What this task involves:
Would you transcribe every one of the lines below verbatim, changing nothing?

Annotation data for object locations:
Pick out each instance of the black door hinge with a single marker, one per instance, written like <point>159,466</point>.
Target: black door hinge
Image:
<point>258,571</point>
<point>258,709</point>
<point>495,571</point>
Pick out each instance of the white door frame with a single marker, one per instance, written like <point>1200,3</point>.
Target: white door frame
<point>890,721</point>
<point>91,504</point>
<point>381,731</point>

Finished exercise:
Pick out each instance of the black door hinge with a single marker, one per instance, written like <point>159,466</point>.
Target: black door hinge
Image:
<point>258,571</point>
<point>258,709</point>
<point>495,571</point>
Pick out each instance of the white door frame with a single marker, one per instance, written like <point>1200,3</point>.
Target: white door frame
<point>890,721</point>
<point>91,504</point>
<point>381,731</point>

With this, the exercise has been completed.